> Extract provided:

- - -

Currently on the road to recovery, Travis, his lovely wife Kelsey, and their young daughter, Chloe, live in an apartment on the grounds of Walter Reed, which is convenient for his daily routine of physical and occupational therapy at the hospital.
Travis has been fitted for his prosthetics and spends most of his day perfecting the use of them. On June 7th, 2012, Travis took his first steps and walked around the entire track at the Military Advanced Training Center. With the use of his new prosthetic arm, which allows his hand to open, close, or rotate, he is able to feed himself and help with his daddy duties such as feeding baby Chloe.
Travis has big plans for his future. He is pursuing a career as a motivational speaker, and is considering staying in the military as an instructor.
Travis is an inspiration to all with his positive can-do attitude and his determination. Travis states, "My life is not over. It just got a little more unique."
Sergeant Monte Bernardo, U.S. Army:
Proud to talk about daughter Felicity’s accomplishments
Monte Bernardo is a Sergeant in the 82nd Airborne Division of the United States Army, and was serving his second tour of duty in the Kandahar Province, Afghanistan, when he was critically injured by an IED on July 4, 2012. Monte lost both of his legs and one of his arms in the explosion. Monte was transported to the Walter Reed Military Medical Center in Bethesda, Maryland where he began his long journey toward recovery.
America's Fund provided Monte with a family support grant so that his family could be by his side during his recovery. America's Fund also gave Monte an Ipad so that he could keep in touch with friends. Monte has an amazing, strong family support system, and America’s Fund was proud to be able to foster that close connection by ensuring that his family could be present at the hospital during his hour of need.

- - -

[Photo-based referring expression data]
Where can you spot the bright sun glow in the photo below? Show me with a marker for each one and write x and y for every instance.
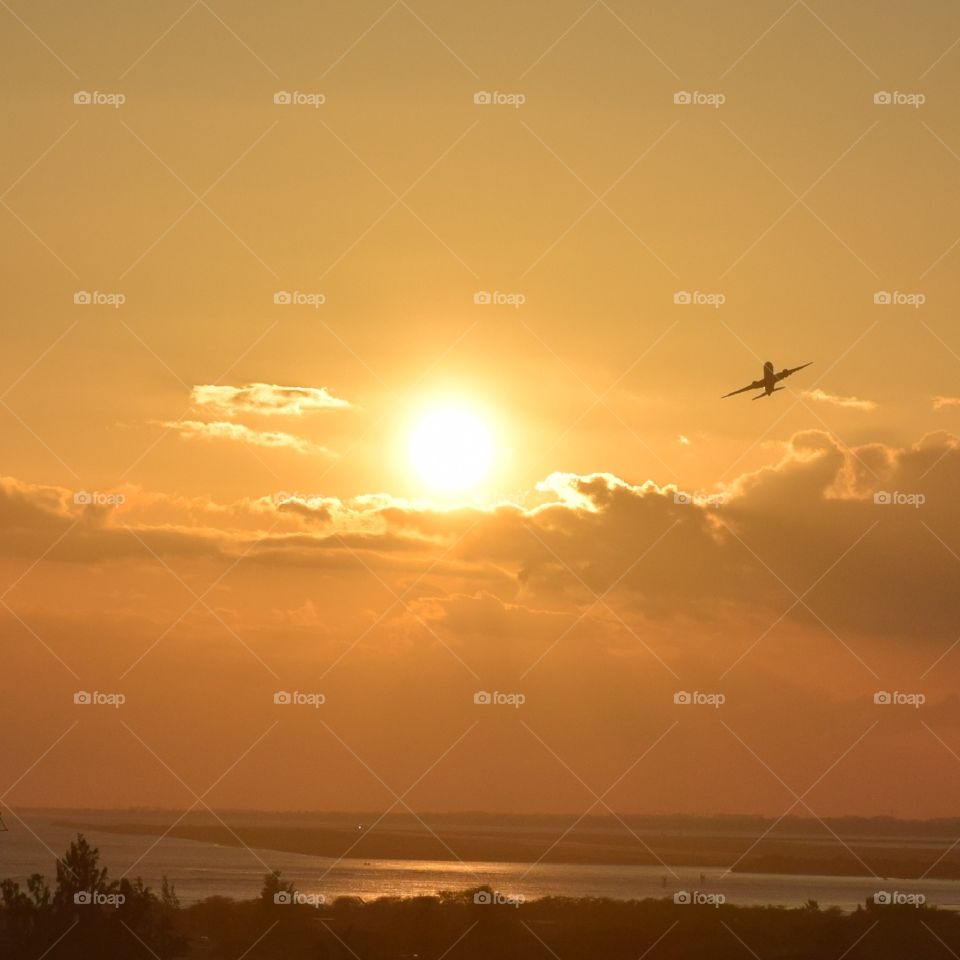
(451, 449)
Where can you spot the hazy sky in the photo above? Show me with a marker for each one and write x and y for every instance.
(275, 533)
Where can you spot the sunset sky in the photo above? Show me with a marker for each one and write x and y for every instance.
(396, 494)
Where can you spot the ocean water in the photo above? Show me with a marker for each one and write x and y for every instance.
(200, 870)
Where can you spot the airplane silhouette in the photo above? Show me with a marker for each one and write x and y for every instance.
(769, 382)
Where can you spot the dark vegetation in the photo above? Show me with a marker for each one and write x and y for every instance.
(127, 920)
(875, 846)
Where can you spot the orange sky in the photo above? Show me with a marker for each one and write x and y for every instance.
(273, 533)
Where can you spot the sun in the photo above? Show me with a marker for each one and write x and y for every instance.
(451, 449)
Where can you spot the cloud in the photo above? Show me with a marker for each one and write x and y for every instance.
(809, 525)
(850, 403)
(266, 399)
(222, 430)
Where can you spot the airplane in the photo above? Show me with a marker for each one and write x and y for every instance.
(769, 381)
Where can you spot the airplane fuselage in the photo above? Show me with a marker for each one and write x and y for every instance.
(769, 379)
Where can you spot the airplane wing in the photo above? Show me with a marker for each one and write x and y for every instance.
(783, 374)
(756, 385)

- - -

> Task requirements:
(1) From the extract about wounded soldiers, retype the passage starting with "Travis has been" and going on through "as an instructor.".
(2) Render this sentence from the extract about wounded soldiers in Spanish: "Monte lost both of his legs and one of his arms in the explosion."

> Task-by-task outputs:
(1)
Travis has been fitted for his prosthetics and spends most of his day perfecting the use of them. On June 7th, 2012, Travis took his first steps and walked around the entire track at the Military Advanced Training Center. With the use of his new prosthetic arm, which allows his hand to open, close, or rotate, he is able to feed himself and help with his daddy duties such as feeding baby Chloe.
Travis has big plans for his future. He is pursuing a career as a motivational speaker, and is considering staying in the military as an instructor.

(2) Monte perdió ambas piernas y uno de sus brazos en la explosión.